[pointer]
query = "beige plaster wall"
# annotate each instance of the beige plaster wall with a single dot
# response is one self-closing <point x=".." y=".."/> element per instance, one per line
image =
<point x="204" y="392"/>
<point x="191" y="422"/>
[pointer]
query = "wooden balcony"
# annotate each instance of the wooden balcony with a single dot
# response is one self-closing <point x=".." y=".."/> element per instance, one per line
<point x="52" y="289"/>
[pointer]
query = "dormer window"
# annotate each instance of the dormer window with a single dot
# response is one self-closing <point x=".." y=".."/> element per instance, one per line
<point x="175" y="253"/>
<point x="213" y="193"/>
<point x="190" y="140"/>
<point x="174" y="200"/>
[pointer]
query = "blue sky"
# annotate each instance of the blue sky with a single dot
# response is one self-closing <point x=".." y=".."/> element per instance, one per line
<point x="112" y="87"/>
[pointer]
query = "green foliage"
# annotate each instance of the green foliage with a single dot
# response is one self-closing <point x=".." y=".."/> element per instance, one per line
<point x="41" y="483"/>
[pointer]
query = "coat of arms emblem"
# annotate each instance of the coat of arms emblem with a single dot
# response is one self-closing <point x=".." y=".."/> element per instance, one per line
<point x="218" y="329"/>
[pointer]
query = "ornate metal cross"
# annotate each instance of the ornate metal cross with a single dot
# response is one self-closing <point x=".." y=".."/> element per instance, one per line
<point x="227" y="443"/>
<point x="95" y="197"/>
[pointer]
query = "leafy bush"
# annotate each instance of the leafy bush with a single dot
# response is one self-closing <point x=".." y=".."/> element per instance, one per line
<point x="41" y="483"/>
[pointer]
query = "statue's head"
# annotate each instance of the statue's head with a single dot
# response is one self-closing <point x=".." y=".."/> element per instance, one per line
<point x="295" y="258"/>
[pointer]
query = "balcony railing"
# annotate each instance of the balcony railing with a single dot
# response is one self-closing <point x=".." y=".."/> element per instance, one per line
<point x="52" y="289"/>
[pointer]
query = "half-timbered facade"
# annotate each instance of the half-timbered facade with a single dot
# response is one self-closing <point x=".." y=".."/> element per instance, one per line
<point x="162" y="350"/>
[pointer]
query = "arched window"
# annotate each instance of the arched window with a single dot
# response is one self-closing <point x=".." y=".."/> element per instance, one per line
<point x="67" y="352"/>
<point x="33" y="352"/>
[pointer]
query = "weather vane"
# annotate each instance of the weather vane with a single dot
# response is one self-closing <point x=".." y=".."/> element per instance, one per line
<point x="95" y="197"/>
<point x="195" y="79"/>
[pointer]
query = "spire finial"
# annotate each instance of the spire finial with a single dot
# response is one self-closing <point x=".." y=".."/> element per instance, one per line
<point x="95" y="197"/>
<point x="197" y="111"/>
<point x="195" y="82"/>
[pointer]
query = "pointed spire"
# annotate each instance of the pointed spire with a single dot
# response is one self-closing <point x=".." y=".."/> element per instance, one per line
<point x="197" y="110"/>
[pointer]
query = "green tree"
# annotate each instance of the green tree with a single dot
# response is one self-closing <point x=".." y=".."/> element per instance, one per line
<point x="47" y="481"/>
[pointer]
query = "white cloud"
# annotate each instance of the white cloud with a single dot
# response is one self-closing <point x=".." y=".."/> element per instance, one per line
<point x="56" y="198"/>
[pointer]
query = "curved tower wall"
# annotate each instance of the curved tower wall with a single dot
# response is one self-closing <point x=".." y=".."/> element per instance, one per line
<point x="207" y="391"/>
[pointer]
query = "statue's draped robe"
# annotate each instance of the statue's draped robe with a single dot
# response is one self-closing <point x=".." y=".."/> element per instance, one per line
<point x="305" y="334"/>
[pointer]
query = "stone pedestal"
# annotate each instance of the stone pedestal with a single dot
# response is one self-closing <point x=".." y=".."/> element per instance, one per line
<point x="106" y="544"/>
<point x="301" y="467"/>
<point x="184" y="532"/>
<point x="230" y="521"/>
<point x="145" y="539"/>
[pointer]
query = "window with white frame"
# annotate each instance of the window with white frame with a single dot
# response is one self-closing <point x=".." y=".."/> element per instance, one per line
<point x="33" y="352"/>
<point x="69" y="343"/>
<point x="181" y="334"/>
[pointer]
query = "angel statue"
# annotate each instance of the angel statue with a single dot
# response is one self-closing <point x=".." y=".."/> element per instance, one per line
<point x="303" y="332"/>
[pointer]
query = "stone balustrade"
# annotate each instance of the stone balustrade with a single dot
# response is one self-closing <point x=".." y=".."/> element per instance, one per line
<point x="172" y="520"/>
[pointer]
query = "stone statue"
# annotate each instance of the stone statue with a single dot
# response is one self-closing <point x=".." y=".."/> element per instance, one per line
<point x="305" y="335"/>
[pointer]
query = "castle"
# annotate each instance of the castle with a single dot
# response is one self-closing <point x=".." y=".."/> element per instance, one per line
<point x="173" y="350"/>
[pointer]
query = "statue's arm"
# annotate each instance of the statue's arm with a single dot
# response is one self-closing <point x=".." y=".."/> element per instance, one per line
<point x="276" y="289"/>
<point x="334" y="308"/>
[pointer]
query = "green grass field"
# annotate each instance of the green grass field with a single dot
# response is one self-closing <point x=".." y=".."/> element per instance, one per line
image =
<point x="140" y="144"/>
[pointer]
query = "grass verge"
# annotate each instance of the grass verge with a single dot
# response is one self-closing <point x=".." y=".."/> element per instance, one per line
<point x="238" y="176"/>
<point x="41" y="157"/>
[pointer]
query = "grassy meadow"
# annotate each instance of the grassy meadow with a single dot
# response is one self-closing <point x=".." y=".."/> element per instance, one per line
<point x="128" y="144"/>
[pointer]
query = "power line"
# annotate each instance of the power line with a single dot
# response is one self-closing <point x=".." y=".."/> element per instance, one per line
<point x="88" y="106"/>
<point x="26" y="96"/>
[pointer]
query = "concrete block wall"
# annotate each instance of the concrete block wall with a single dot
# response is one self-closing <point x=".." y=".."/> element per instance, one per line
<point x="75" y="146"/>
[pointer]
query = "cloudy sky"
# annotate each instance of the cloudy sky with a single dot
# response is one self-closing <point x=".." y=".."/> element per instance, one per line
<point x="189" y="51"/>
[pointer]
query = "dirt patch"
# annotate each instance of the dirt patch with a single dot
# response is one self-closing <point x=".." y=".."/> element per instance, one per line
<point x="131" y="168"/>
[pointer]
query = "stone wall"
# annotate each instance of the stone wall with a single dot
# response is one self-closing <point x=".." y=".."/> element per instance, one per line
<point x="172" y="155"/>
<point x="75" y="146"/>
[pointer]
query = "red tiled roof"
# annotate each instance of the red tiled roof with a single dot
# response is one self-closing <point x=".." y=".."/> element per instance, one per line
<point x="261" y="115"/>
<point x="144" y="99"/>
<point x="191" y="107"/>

◆ ◆ ◆ ◆ ◆ ◆ ◆

TASK INSTRUCTIONS: The records must be given again in full, exactly as shown.

YOUR SOLUTION:
[pointer]
query = "beige plaster wall"
# annotate each instance of the beige plaster wall with a single dot
# response is one self-closing <point x=".." y=".."/> element per instance, one per line
image =
<point x="204" y="392"/>
<point x="191" y="422"/>
[pointer]
query = "wooden balcony"
# annotate each instance of the wooden balcony with a single dot
# response is one self-closing <point x=".." y=".."/> element per instance, one per line
<point x="52" y="289"/>
[pointer]
query = "dormer window"
# annotate each instance of the dormer window with a single dot
# response is one self-closing <point x=".." y=".."/> element per instance, one per line
<point x="175" y="253"/>
<point x="213" y="193"/>
<point x="190" y="140"/>
<point x="174" y="200"/>
[pointer]
query = "blue sky"
# annotate each instance of the blue sky with a single dot
# response is one self-closing <point x=".." y=".."/> element per instance, one per line
<point x="112" y="87"/>
[pointer]
query = "green foliage"
# annotate each instance of the green foliage with a single dot
# response is one self-closing <point x=".." y=".."/> element per instance, one per line
<point x="41" y="483"/>
[pointer]
query = "coat of arms emblem"
# annotate each instance of the coat of arms emblem with a single dot
# response is one self-closing <point x=".." y=".."/> element per instance, one per line
<point x="218" y="329"/>
[pointer]
query = "ornate metal cross"
# annotate each instance of the ornate metal cross with a single dot
# response is one self-closing <point x=".." y=".."/> element per instance, one per line
<point x="227" y="443"/>
<point x="95" y="197"/>
[pointer]
query = "leafy bush"
# annotate each instance of the leafy bush with a single dot
# response is one self-closing <point x=".." y=".."/> element per instance, one per line
<point x="41" y="483"/>
[pointer]
query = "statue's head"
# annotate each instance of the statue's head with a single dot
# response is one self-closing <point x=".." y=".."/> element per instance, one per line
<point x="295" y="258"/>
[pointer]
query = "balcony railing"
# annotate each instance of the balcony railing with a single dot
# response is one self-closing <point x=".." y=".."/> element per instance, one per line
<point x="52" y="289"/>
[pointer]
query = "half-timbered facade"
# annotate each instance of the half-timbered facade with a single dot
# response is one self-closing <point x=".." y=".."/> element per instance, one per line
<point x="162" y="350"/>
[pointer]
query = "arched window"
# annotate each instance of the arched window with a single dot
# response is one self-closing <point x=".." y=".."/> element per instance, one per line
<point x="67" y="352"/>
<point x="33" y="352"/>
[pointer]
query = "weather vane"
# annotate each instance of the weather vane with a single dot
# response is one self-closing <point x=".." y=".."/> element per instance, one per line
<point x="95" y="197"/>
<point x="195" y="79"/>
[pointer]
query = "spire finial"
# annotate each instance of the spire finial with a single dot
# response is one self-closing <point x=".." y=".."/> element per instance, one per line
<point x="95" y="197"/>
<point x="197" y="111"/>
<point x="195" y="82"/>
[pointer]
query = "pointed spire"
# annotate each instance of the pointed spire with a single dot
# response is one self-closing <point x=".." y=".."/> element per instance, one per line
<point x="197" y="110"/>
[pointer]
query = "green tree"
# annotate each instance of the green tree with a single dot
# response is one self-closing <point x=".." y=".."/> element per instance, one per line
<point x="47" y="481"/>
[pointer]
query = "white cloud"
# annotate each instance of the white cloud with a single dot
# response is one self-closing <point x=".." y=".."/> element per instance, one per line
<point x="56" y="198"/>
[pointer]
query = "curved tower wall"
# annotate each instance of the curved tower wall with a single dot
# response is one self-closing <point x=".." y=".."/> element per instance, one per line
<point x="207" y="391"/>
[pointer]
query = "statue's draped robe"
# annotate each instance of the statue's draped robe with a single dot
# response is one self-closing <point x=".." y=".."/> element per instance, one per line
<point x="305" y="334"/>
[pointer]
query = "stone pedestal"
# annotate each instance of the stone pedestal with a single dot
# response is one self-closing <point x=".." y=".."/> element per instance, one per line
<point x="106" y="544"/>
<point x="301" y="467"/>
<point x="184" y="532"/>
<point x="230" y="521"/>
<point x="145" y="539"/>
[pointer]
query = "window with white frame"
# annotate each instance of the window with white frame with a single dot
# response is one self-closing <point x=".." y=".."/> element per instance, one per line
<point x="33" y="352"/>
<point x="69" y="343"/>
<point x="181" y="334"/>
[pointer]
query = "angel statue"
# annotate each instance of the angel statue with a single dot
# response is one self-closing <point x=".." y=".."/> element per instance, one per line
<point x="303" y="332"/>
[pointer]
query = "stone balustrade"
# annotate each instance of the stone balustrade with a single dot
# response is one self-closing <point x=".." y=".."/> element per instance, one per line
<point x="172" y="520"/>
[pointer]
query = "stone statue"
# annotate each instance of the stone statue with a single dot
# response is one self-closing <point x=".." y=".."/> element per instance, one per line
<point x="305" y="335"/>
[pointer]
query = "castle"
# annotate each instance of the castle with a single dot
# response is one self-closing <point x=".." y=".."/> element per instance, one per line
<point x="173" y="350"/>
[pointer]
query = "statue's arm"
# annotate each instance of the statue's arm with a single dot
# response is one self-closing <point x=".." y=".."/> element per instance, one per line
<point x="276" y="289"/>
<point x="334" y="308"/>
[pointer]
query = "green grass field"
# annotate each instance of the green grass field with a single dot
# response is one self-closing <point x=".." y=".."/> element per instance, one per line
image =
<point x="140" y="144"/>
[pointer]
query = "grass verge"
# annotate each instance of the grass verge with a single dot
# response is one self-closing <point x=".." y=".."/> element per instance, one per line
<point x="238" y="176"/>
<point x="41" y="157"/>
[pointer]
query = "grassy meadow"
# annotate each instance of the grassy meadow with a single dot
# response is one self-closing <point x=".." y=".."/> element per instance, one per line
<point x="128" y="144"/>
[pointer]
query = "power line"
# annotate each instance of the power line with a single dot
# response is one self-closing <point x=".." y=".."/> element per instance, one per line
<point x="88" y="106"/>
<point x="26" y="96"/>
[pointer]
query = "concrete block wall"
# annotate each instance of the concrete block wall with a single dot
# response is one self-closing <point x=".." y=".."/> element per instance, one per line
<point x="75" y="146"/>
[pointer]
query = "cloudy sky"
# annotate each instance of the cloudy sky with a single dot
# response is one self-closing <point x=".." y=".."/> element per instance, one per line
<point x="189" y="51"/>
[pointer]
query = "dirt patch"
# annotate each instance of the dirt patch with a single dot
# response is one self-closing <point x=".." y=".."/> element per instance, one per line
<point x="131" y="168"/>
[pointer]
query = "stone wall"
# annotate each instance of the stone wall with a single dot
# response is one self-closing <point x=".." y=".."/> element per instance, one per line
<point x="172" y="155"/>
<point x="75" y="146"/>
[pointer]
query = "red tiled roof"
# annotate each instance of the red tiled roof with a single dot
# response is one self-closing <point x=".." y=".."/> element per instance, one per line
<point x="261" y="115"/>
<point x="144" y="99"/>
<point x="191" y="107"/>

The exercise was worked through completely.